Objective
Rewrite the passage of the stock market article from "Discussion in 'Wall" to "births is available.", swapping "withdrawals" for "outflows".

Passage shown
Ha!!! Next Bull Market for Stocks May Hinge on ‘Net Gen-ers’

Discussion in 'Wall St. News' started by ByLoSellHi, Mar 20, 2009.

  1. http://www.bloomberg.com/apps/news?pid=20601109&sid=a1R37H_4tCTw&refer=home

    Bull Market for Stocks May Hinge on ‘Net Gen-ers’: Chart of Day

    By David Wilson

    March 19 (Bloomberg) --
    The next bull market in U.S. stocks may be kicked off by Americans who grew up with the Internet, according to Tobias Levkovich, a Citigroup Inc. equity strategist.

    “The Net Generation” -- Americans born between 1977 and 1995 -- will enter the peak time for saving and investing in three to four years, Levkovich wrote in a report today. The pending shift suggests inflows are likely to exceed withdrawals from retiring baby boomers, he wrote.

    The CHART OF THE DAY shows the number of U.S. births from 1945 to 2006, the most recent year for which U.S. government data on live births is available.

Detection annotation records

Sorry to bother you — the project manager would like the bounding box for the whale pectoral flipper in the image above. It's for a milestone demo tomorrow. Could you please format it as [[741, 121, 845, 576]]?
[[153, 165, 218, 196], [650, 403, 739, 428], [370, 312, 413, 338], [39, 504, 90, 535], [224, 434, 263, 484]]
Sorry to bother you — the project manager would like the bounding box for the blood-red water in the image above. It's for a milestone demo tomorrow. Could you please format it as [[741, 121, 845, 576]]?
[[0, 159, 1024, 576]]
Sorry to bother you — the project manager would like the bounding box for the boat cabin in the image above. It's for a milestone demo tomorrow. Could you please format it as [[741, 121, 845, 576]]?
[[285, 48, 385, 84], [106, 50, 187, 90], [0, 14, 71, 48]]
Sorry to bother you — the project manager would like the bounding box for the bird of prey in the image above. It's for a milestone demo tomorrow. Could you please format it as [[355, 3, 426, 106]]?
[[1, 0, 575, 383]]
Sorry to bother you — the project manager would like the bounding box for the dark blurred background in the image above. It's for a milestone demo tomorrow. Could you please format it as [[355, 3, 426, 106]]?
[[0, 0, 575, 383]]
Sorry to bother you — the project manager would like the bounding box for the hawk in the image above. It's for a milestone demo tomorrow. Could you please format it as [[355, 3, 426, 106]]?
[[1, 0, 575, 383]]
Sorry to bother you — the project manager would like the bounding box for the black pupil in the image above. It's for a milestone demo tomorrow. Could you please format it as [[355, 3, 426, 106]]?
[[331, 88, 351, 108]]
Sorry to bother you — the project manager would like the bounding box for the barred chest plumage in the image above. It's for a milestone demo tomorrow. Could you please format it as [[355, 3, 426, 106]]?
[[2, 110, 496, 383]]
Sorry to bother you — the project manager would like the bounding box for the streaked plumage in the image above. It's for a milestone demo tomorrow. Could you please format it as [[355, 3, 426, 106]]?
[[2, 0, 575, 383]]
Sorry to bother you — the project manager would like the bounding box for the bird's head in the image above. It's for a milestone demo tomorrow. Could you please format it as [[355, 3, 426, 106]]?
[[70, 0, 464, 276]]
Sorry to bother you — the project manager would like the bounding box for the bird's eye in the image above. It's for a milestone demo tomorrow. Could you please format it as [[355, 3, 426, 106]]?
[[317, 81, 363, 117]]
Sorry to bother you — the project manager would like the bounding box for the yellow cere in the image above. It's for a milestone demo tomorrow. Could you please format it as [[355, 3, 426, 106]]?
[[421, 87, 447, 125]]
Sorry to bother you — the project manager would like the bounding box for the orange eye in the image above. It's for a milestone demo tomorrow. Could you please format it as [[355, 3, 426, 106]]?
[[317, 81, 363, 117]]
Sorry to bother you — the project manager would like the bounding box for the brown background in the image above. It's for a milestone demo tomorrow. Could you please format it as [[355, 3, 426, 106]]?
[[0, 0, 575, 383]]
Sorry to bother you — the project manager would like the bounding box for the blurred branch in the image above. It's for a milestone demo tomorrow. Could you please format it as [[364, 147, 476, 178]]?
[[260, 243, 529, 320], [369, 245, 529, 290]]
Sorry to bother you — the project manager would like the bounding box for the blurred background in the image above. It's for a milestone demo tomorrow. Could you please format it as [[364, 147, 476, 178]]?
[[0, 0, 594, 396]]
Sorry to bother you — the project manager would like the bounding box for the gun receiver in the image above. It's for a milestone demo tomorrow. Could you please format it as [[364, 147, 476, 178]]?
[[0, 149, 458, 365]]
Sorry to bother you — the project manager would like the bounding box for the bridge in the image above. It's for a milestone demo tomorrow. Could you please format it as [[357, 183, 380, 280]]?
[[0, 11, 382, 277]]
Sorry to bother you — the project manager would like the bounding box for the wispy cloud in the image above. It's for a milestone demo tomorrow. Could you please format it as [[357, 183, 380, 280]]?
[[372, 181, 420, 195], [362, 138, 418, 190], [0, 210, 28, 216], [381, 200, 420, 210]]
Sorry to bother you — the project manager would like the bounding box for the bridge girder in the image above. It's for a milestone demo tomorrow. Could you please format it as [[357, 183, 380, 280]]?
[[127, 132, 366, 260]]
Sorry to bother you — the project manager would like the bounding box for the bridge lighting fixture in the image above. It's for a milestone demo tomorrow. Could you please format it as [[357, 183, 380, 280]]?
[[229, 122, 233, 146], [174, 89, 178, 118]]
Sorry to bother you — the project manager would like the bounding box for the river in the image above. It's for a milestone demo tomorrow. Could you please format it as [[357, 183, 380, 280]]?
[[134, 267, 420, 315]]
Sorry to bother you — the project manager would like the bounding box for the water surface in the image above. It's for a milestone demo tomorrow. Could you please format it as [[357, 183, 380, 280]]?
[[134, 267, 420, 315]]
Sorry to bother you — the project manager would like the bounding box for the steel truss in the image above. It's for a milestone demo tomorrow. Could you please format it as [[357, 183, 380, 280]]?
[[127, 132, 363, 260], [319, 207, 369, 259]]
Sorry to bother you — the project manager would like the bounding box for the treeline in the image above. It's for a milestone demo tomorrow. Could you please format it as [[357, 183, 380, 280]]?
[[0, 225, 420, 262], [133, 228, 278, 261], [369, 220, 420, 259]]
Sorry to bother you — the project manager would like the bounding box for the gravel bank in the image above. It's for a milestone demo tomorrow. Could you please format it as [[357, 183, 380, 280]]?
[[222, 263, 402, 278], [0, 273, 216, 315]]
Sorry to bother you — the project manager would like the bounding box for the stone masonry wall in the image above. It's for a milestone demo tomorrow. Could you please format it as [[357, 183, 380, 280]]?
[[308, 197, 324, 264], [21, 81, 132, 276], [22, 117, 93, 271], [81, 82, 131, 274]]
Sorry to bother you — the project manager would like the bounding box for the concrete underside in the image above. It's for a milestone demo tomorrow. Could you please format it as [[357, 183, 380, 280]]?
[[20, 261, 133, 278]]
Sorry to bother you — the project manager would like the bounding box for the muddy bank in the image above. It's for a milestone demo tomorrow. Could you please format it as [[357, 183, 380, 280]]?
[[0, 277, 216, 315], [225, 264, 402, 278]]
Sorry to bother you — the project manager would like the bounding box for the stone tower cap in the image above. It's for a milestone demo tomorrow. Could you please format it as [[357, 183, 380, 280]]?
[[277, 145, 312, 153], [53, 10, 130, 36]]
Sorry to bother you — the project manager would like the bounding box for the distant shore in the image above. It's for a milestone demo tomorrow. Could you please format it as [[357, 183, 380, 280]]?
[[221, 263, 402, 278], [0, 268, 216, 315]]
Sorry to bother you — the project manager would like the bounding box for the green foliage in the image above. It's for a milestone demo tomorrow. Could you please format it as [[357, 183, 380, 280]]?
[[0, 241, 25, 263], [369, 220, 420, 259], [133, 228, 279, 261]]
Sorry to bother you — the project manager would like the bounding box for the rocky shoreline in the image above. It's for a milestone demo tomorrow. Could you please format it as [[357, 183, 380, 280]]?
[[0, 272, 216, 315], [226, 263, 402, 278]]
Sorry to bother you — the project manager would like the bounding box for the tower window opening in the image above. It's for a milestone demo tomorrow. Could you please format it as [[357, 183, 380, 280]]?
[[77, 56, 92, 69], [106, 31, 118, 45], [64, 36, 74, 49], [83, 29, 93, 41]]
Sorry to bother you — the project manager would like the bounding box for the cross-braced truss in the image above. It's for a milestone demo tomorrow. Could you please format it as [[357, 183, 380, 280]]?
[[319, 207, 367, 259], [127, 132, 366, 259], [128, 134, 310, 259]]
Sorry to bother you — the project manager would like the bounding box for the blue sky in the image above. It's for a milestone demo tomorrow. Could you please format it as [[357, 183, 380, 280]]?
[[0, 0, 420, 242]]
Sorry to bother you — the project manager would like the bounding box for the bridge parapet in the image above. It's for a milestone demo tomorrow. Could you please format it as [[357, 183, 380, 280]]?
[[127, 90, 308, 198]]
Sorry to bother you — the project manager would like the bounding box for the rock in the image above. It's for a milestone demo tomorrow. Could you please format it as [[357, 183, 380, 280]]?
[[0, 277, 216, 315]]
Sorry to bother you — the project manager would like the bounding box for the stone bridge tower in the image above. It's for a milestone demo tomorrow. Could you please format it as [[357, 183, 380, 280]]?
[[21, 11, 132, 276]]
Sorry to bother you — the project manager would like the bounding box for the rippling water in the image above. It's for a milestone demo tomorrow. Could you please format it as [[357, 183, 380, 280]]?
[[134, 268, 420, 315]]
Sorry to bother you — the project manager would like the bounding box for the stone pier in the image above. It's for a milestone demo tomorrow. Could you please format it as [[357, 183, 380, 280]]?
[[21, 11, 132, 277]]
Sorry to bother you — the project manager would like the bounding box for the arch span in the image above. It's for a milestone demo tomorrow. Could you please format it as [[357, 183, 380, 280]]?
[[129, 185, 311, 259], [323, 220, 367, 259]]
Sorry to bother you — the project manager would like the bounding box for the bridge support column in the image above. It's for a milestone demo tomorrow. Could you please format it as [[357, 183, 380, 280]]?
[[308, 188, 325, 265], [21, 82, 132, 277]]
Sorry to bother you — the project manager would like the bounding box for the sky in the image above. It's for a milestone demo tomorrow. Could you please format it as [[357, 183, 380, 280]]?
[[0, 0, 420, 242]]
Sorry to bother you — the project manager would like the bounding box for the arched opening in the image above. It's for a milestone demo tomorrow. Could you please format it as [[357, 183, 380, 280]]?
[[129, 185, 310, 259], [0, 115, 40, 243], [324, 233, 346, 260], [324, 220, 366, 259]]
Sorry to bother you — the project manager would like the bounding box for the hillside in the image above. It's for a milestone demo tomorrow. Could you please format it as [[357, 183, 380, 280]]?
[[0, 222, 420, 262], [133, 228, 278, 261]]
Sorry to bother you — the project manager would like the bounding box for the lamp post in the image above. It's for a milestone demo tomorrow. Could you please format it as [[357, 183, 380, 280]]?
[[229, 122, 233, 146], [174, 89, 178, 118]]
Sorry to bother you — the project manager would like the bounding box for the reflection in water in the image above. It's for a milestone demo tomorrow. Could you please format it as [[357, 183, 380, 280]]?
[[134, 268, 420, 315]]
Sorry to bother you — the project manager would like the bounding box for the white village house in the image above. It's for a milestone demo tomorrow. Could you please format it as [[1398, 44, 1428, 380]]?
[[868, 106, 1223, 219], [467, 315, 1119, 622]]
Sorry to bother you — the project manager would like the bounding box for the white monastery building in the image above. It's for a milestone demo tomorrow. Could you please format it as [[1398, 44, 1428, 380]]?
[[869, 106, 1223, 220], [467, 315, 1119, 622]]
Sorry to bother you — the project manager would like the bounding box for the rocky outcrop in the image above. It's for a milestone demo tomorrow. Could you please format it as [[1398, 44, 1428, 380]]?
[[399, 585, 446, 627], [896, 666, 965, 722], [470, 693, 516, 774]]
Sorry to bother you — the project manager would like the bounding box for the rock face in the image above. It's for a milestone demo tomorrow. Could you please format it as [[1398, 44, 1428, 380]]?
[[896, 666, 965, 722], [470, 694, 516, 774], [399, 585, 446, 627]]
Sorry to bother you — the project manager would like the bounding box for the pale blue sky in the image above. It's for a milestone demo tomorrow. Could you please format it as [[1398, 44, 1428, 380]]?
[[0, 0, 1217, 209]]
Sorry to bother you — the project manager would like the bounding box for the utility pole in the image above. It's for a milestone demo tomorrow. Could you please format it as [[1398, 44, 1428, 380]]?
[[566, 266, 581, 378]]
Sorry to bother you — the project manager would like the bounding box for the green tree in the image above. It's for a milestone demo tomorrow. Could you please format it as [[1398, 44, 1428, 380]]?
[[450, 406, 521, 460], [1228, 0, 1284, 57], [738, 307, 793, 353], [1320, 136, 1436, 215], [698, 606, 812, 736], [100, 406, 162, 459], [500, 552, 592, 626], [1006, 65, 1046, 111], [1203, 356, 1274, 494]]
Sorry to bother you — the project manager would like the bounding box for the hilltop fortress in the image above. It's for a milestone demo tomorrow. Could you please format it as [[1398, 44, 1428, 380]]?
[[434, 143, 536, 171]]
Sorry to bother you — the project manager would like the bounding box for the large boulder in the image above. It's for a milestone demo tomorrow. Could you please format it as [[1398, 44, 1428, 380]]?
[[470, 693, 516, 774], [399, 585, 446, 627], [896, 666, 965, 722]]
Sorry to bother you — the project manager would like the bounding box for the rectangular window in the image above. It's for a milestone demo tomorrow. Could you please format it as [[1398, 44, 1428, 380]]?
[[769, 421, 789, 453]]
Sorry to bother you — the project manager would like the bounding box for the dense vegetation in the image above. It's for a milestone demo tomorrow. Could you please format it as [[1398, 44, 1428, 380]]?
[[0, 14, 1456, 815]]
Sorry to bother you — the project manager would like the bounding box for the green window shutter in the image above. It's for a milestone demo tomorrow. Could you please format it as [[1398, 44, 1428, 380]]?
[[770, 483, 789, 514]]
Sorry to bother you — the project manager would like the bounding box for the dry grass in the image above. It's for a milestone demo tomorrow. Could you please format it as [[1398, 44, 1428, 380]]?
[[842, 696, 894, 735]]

Problem solution
Discussion in 'Wall St. News' started by ByLoSellHi, Mar 20, 2009.

  1. http://www.bloomberg.com/apps/news?pid=20601109&sid=a1R37H_4tCTw&refer=home

    Bull Market for Stocks May Hinge on ‘Net Gen-ers’: Chart of Day

    By David Wilson

    March 19 (Bloomberg) --
    The next bull market in U.S. stocks may be kicked off by Americans who grew up with the Internet, according to Tobias Levkovich, a Citigroup Inc. equity strategist.

    “The Net Generation” -- Americans born between 1977 and 1995 -- will enter the peak time for saving and investing in three to four years, Levkovich wrote in a report today. The pending shift suggests inflows are likely to exceed outflows from retiring baby boomers, he wrote.

    The CHART OF THE DAY shows the number of U.S. births from 1945 to 2006, the most recent year for which U.S. government data on live births is available.